__Written request 1__. Reproduce the entire hay tedder article that follows, word for word.

__Selected extract__.
What a Hay Tedder Does — and the Wear Parts You Need to Keep on Hand

What Is a Hay Tedder?

A hay tedder is a forage conditioning implement designed to accelerate the drying of cut hay. After a mower lays hay down in a swath, the tedder picks it up, flips it, and redistributes it loosely across the field — exposing more surface area to sun and airflow. The result is faster, more even drying, which translates directly into higher-quality hay with better color, leaf retention, and nutritional value.

In practical terms, a tedder can cut drying time by 30–50% compared to leaving hay undisturbed. In regions with unpredictable weather windows, that time savings is the difference between putting up quality hay and putting up a moldy mess.

Tedders are available in several configurations:

  • Single rotor tedders — compact, ideal for smaller acreage and tight fields.
  • Multi-rotor tedders — wider working widths for high-volume operations; rotors are typically arranged in a line or offset pattern.
  • Trailed tedders — pulled behind the tractor on their own running gear, suited for very wide working widths.
  • Mounted/3-point tedders — attached directly to the tractor's 3-point hitch, more maneuverable in smaller fields.

How a Hay Tedder Works

The core mechanism of a tedder is simple but effective. Each rotor consists of a central hub with multiple tine arms radiating outward. Each tine arm carries two or more curved tines. As the PTO drives the rotors at high speed (typically 540 RPM), the tines sweep through the hay swath, lifting and throwing the material in a wide, airy pattern behind the machine.

On multi-rotor tedders, adjacent rotors counter-rotate, working together to move hay across the full working width without leaving gaps or bunching. The working height is controlled by gauge wheels or skid shoes, which keep the tines at the correct distance from the ground — close enough to pick up all the hay, but not so low that they dig into the soil and contaminate the windrow.

Portion of a data file
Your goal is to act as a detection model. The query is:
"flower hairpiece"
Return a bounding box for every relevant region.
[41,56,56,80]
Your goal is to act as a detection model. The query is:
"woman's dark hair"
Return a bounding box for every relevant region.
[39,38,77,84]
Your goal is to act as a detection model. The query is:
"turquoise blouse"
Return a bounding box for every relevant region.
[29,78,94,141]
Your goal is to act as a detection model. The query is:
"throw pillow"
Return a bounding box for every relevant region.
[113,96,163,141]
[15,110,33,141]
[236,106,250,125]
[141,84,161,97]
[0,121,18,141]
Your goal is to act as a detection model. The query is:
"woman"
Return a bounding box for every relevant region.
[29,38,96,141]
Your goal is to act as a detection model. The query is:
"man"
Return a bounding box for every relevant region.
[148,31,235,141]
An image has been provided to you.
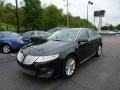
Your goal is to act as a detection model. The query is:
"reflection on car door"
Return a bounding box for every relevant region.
[88,30,98,55]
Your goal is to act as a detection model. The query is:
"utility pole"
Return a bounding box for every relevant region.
[15,0,20,33]
[87,1,93,25]
[63,0,70,27]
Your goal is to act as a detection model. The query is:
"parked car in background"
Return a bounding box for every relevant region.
[0,32,29,53]
[48,27,69,34]
[17,28,102,78]
[23,31,50,42]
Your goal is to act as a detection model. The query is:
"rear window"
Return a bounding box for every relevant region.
[0,33,4,38]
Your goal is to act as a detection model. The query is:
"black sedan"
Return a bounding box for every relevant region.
[17,28,102,78]
[23,30,50,42]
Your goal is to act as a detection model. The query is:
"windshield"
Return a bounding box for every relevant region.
[48,30,79,41]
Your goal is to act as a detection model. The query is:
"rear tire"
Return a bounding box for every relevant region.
[95,45,102,57]
[2,44,11,54]
[62,56,76,78]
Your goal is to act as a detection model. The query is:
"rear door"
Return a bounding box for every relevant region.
[88,30,98,55]
[78,30,90,61]
[0,33,4,47]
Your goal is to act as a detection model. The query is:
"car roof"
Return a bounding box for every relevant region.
[0,31,15,34]
[62,28,92,31]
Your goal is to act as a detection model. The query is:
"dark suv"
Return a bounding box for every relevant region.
[17,28,102,78]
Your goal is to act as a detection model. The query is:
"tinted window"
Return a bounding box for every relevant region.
[31,32,35,36]
[48,30,79,41]
[37,32,44,36]
[88,30,97,37]
[10,33,20,37]
[79,30,88,40]
[0,33,4,38]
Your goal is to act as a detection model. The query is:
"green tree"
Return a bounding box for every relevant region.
[115,24,120,30]
[24,0,42,29]
[42,5,63,30]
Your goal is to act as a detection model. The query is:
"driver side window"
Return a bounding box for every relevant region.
[79,30,88,40]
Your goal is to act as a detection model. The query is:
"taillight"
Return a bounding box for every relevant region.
[18,36,24,43]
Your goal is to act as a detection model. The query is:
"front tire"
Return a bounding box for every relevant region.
[62,56,76,78]
[2,44,11,54]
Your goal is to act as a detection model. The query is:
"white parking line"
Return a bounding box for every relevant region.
[10,53,16,57]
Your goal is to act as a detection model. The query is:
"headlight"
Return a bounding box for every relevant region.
[35,54,59,62]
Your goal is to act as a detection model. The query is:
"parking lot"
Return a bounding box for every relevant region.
[0,35,120,90]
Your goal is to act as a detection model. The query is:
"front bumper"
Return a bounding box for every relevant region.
[17,59,63,78]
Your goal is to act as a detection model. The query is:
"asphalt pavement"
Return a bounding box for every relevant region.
[0,35,120,90]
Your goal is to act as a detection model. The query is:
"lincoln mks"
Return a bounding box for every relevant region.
[17,28,102,78]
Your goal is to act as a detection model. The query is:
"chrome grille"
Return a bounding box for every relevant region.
[17,52,24,62]
[23,55,38,65]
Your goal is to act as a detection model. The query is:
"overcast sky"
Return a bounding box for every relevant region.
[6,0,120,25]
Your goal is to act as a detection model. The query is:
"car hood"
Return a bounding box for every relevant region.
[21,40,74,56]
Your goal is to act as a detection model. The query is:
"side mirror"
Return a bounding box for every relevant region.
[78,39,88,44]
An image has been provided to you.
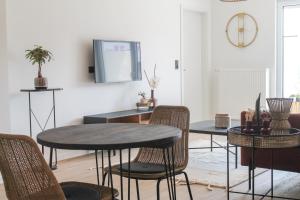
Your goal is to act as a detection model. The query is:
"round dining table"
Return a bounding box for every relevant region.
[37,123,182,199]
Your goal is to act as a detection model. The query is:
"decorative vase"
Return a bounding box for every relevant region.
[267,98,293,131]
[151,90,157,108]
[34,76,48,90]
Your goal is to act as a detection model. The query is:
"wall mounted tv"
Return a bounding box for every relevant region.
[93,40,142,83]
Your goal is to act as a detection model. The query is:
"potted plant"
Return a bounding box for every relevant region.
[25,45,52,89]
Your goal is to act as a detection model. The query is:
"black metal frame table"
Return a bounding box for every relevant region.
[37,123,182,200]
[227,127,300,200]
[189,119,240,168]
[20,88,63,169]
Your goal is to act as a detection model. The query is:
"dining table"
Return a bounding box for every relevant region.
[37,123,182,199]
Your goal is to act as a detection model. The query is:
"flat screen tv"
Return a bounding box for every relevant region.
[93,40,142,83]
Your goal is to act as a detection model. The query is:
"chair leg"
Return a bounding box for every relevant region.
[248,165,252,191]
[182,172,193,200]
[135,179,140,200]
[156,179,161,200]
[102,172,107,186]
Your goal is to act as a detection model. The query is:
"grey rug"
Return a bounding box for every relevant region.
[178,137,300,198]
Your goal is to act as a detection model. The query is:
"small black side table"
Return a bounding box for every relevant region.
[227,127,300,200]
[20,88,63,169]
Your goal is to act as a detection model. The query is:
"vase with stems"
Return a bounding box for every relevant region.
[144,64,159,109]
[25,45,52,89]
[267,98,293,131]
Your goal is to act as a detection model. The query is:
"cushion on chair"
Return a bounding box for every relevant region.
[118,162,166,174]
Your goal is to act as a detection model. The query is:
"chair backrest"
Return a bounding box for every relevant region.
[0,134,65,200]
[135,106,190,169]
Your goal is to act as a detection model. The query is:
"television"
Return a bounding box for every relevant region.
[93,40,142,83]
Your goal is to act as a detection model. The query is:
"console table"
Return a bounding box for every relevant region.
[83,109,153,124]
[20,88,63,169]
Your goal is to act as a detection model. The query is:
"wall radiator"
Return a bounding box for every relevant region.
[213,68,270,119]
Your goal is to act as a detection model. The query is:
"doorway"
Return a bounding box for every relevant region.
[181,8,203,122]
[277,0,300,98]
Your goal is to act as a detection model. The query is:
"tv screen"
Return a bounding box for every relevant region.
[93,40,142,83]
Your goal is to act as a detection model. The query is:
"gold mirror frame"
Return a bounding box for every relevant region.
[226,12,258,48]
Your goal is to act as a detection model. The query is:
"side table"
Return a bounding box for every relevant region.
[20,88,63,169]
[227,127,300,200]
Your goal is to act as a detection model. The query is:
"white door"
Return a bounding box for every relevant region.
[181,9,203,122]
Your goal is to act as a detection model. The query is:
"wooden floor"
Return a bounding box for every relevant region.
[0,136,292,200]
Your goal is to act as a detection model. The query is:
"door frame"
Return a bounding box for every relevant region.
[276,0,300,97]
[180,4,213,117]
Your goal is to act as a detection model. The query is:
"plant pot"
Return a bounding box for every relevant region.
[34,77,48,90]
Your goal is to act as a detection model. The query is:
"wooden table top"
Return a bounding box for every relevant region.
[37,123,182,150]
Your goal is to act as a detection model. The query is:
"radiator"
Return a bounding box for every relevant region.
[213,68,270,119]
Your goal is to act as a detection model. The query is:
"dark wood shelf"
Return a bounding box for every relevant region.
[20,88,63,92]
[83,109,153,124]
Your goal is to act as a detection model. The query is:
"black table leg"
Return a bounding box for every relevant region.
[271,149,274,198]
[49,148,53,169]
[167,148,175,200]
[28,92,32,137]
[235,146,238,169]
[101,150,105,186]
[227,137,230,200]
[128,148,131,200]
[50,90,57,169]
[210,134,213,152]
[95,150,100,186]
[251,137,255,200]
[163,149,172,200]
[108,150,115,199]
[120,149,124,200]
[171,146,176,200]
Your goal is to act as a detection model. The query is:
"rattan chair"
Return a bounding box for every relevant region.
[103,106,193,199]
[0,134,117,200]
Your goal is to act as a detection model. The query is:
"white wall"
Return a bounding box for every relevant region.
[212,0,276,115]
[182,0,213,119]
[0,0,10,132]
[7,0,210,158]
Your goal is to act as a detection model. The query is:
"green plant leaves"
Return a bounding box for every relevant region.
[25,45,53,67]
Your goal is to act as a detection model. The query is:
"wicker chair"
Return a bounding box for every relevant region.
[0,134,117,200]
[103,106,193,199]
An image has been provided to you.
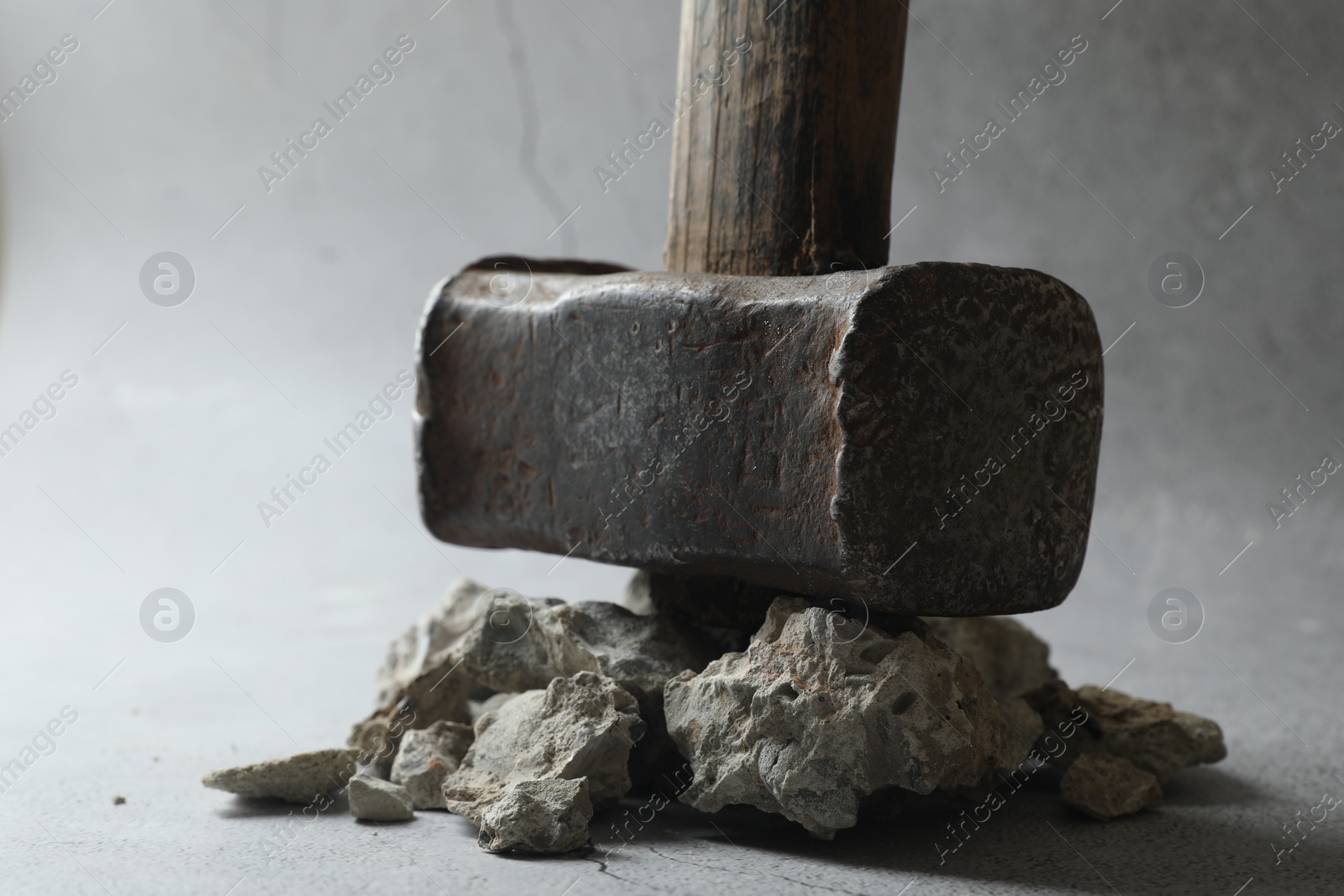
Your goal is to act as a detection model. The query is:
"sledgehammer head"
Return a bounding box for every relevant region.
[417,258,1102,616]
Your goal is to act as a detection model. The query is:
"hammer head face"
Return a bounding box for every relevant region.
[417,258,1102,616]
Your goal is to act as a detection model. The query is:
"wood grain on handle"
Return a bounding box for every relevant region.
[664,0,906,275]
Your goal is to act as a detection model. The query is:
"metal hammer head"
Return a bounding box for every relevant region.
[417,252,1102,616]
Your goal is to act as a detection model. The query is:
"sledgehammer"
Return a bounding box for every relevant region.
[417,0,1102,616]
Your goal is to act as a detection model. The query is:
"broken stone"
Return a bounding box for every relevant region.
[200,750,358,804]
[379,589,723,782]
[1078,685,1227,783]
[378,576,489,706]
[925,616,1058,697]
[996,697,1046,768]
[345,775,415,820]
[1024,679,1227,784]
[481,778,593,853]
[1059,752,1163,820]
[347,579,564,778]
[444,672,645,826]
[391,721,475,809]
[468,692,517,726]
[665,598,1006,840]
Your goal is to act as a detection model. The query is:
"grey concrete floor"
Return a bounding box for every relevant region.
[0,0,1344,896]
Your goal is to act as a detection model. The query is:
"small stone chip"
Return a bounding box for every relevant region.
[345,775,415,820]
[391,721,475,809]
[200,750,356,804]
[481,778,593,853]
[1059,752,1163,820]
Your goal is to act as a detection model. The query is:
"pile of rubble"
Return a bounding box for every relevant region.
[203,574,1226,853]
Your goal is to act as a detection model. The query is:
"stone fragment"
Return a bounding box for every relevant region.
[925,616,1058,697]
[378,576,489,706]
[481,778,593,853]
[444,672,645,826]
[996,697,1046,768]
[1023,679,1227,784]
[1023,679,1097,768]
[415,258,1104,616]
[468,692,517,726]
[347,588,563,778]
[345,775,415,820]
[391,721,475,809]
[1078,685,1227,783]
[665,598,1006,840]
[200,750,358,804]
[1059,752,1163,820]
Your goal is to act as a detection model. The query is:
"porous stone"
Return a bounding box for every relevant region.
[1059,752,1163,820]
[347,588,563,778]
[200,750,358,804]
[391,721,475,809]
[925,616,1058,697]
[1023,679,1227,783]
[378,576,491,706]
[1078,685,1227,783]
[345,775,415,820]
[665,598,1006,838]
[444,672,643,826]
[996,697,1046,768]
[481,778,593,853]
[468,692,517,726]
[386,589,723,780]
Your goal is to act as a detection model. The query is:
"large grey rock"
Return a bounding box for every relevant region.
[345,775,415,820]
[200,750,358,804]
[925,616,1057,697]
[481,778,593,853]
[665,598,1006,838]
[444,672,643,825]
[391,721,475,809]
[1059,752,1163,820]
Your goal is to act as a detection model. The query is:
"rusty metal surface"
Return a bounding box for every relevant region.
[417,259,1102,616]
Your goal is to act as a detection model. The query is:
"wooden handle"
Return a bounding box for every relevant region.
[663,0,906,275]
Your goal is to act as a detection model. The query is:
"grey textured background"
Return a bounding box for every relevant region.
[0,0,1344,896]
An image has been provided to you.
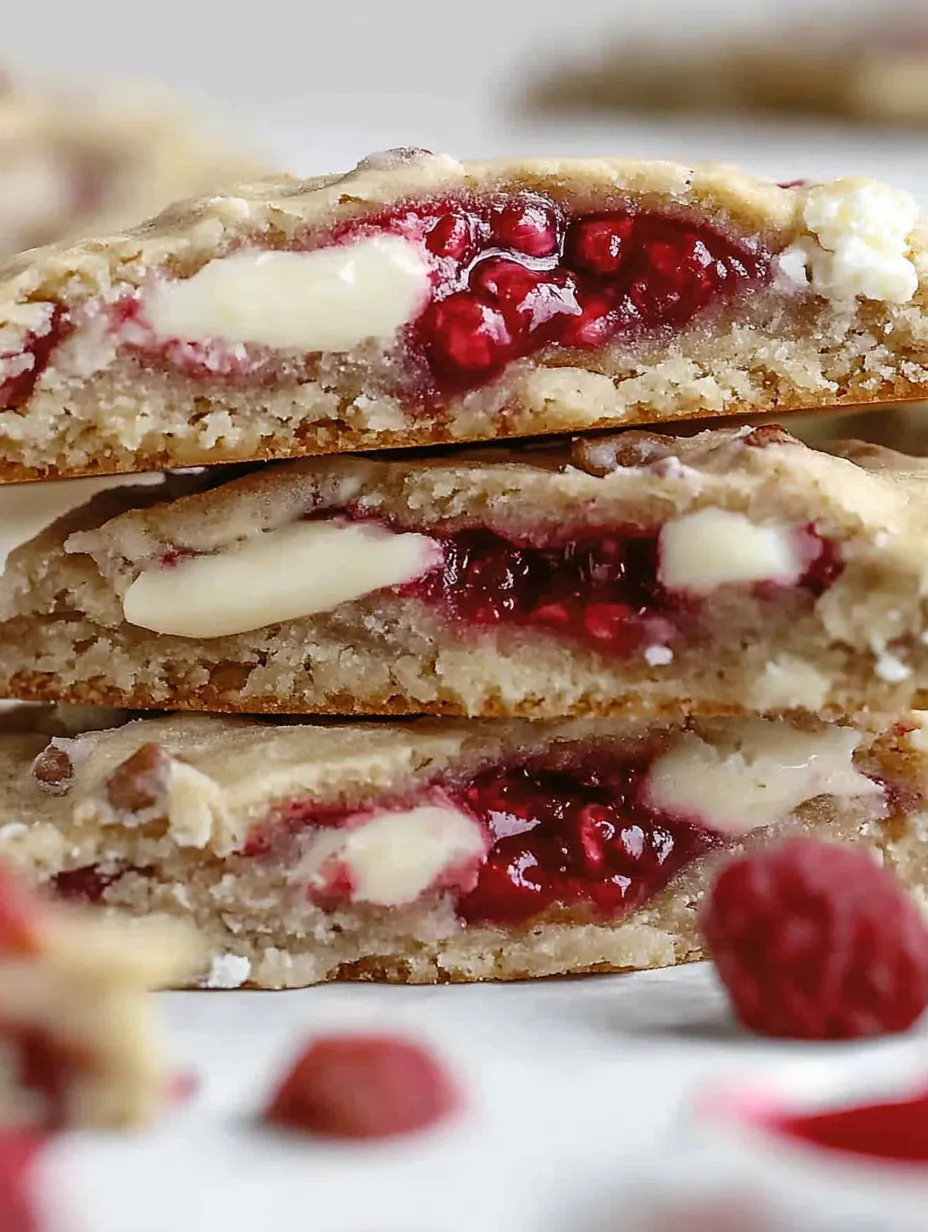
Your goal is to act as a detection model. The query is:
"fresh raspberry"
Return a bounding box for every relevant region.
[701,839,928,1040]
[265,1035,457,1138]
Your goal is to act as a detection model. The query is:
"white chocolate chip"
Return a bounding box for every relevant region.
[123,519,441,638]
[296,802,487,907]
[202,954,251,988]
[645,719,881,834]
[165,759,226,848]
[658,509,805,595]
[779,180,918,303]
[874,650,912,685]
[645,646,673,668]
[144,235,430,352]
[751,654,832,711]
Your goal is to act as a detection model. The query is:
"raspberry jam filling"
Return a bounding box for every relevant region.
[0,192,774,407]
[53,750,725,924]
[243,750,723,924]
[335,192,770,389]
[403,526,840,655]
[457,756,704,924]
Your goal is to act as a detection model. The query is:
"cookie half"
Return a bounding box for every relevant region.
[0,149,928,480]
[0,426,928,718]
[0,716,926,988]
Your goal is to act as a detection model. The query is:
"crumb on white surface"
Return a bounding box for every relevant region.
[203,954,251,988]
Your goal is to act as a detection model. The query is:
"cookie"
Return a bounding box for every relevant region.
[0,425,928,718]
[0,715,911,988]
[0,149,928,480]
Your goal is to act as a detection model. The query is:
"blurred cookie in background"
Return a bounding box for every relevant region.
[0,75,261,254]
[525,2,928,127]
[764,402,928,457]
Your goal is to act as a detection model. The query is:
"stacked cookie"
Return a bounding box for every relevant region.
[0,150,928,987]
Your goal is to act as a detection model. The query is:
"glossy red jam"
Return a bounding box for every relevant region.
[243,752,718,924]
[334,192,770,389]
[334,192,770,389]
[457,756,714,924]
[773,1089,928,1163]
[403,517,840,655]
[0,308,70,409]
[52,864,128,903]
[0,192,773,407]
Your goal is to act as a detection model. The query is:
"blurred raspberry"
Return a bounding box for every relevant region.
[265,1035,457,1138]
[701,839,928,1040]
[0,1129,44,1232]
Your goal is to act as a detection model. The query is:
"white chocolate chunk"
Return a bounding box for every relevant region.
[779,180,918,303]
[297,803,487,907]
[144,235,430,352]
[202,954,251,988]
[165,759,226,848]
[123,519,441,637]
[658,509,805,595]
[645,719,881,834]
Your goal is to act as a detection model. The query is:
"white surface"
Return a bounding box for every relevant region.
[41,967,928,1232]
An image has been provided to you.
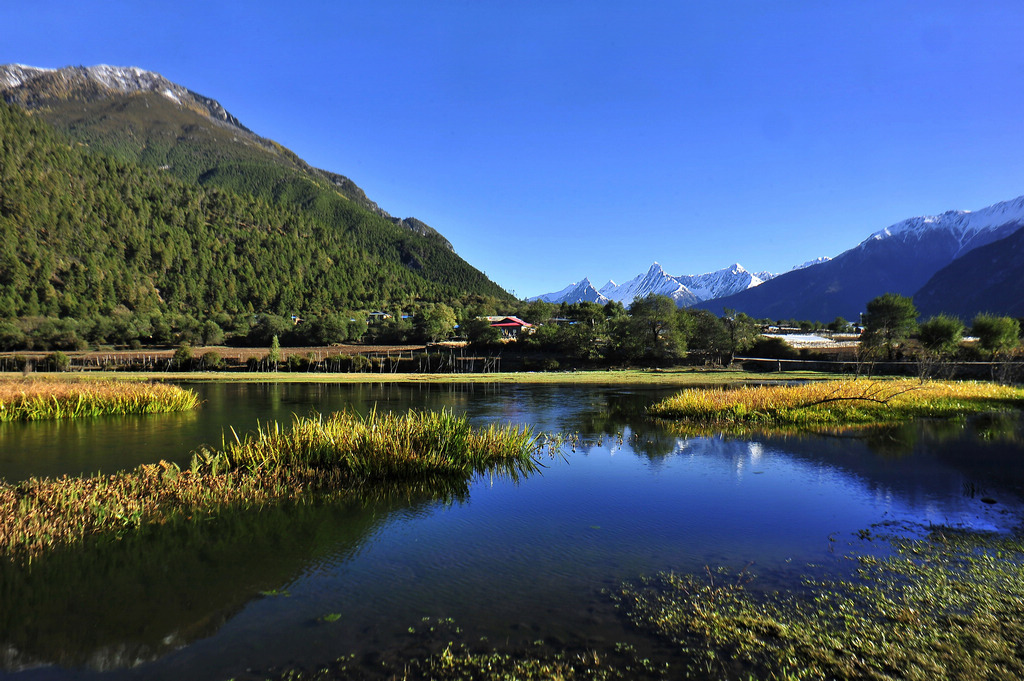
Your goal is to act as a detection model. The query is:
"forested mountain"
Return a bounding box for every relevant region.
[696,197,1024,322]
[913,223,1024,322]
[0,100,507,331]
[0,66,511,323]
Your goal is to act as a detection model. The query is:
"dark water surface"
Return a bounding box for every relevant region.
[0,384,1024,679]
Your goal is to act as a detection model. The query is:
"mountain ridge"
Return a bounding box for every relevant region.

__Written request 2__. Locate each line in the records above that contains the string "frame", and copy all of those lines.

__Output 1__.
What a Hay Tedder Does — and the Wear Parts You Need to Keep on Hand

What Is a Hay Tedder?

A hay tedder is a forage conditioning implement designed to accelerate the drying of cut hay. After a mower lays hay down in a swath, the tedder picks it up, flips it, and redistributes it loosely across the field — exposing more surface area to sun and airflow. The result is faster, more even drying, which translates directly into higher-quality hay with better color, leaf retention, and nutritional value.

In practical terms, a tedder can cut drying time by 30–50% compared to leaving hay undisturbed. In regions with unpredictable weather windows, that time savings is the difference between putting up quality hay and putting up a moldy mess.

Tedders are available in several configurations:

  • Single rotor tedders — compact, ideal for smaller acreage and tight fields.
  • Multi-rotor tedders — wider working widths for high-volume operations; rotors are typically arranged in a line or offset pattern.
  • Trailed tedders — pulled behind the tractor on their own running gear, suited for very wide working widths.
  • Mounted/3-point tedders — attached directly to the tractor's 3-point hitch, more maneuverable in smaller fields.

How a Hay Tedder Works

The core mechanism of a tedder is simple but effective. Each rotor consists of a central hub with multiple tine arms radiating outward. Each tine arm carries two or more curved tines. As the PTO drives the rotors at high speed (typically 540 RPM), the tines sweep through the hay swath, lifting and throwing the material in a wide, airy pattern behind the machine.

On multi-rotor tedders, adjacent rotors counter-rotate, working together to move hay across the full working width without leaving gaps or bunching. The working height is controlled by gauge wheels or skid shoes, which keep the tines at the correct distance from the ground — close enough to pick up all the hay, but not so low that they dig into the soil and contaminate the windrow.

__Output 2__.
"black metal frame table"
"gold mirror frame"
"door frame"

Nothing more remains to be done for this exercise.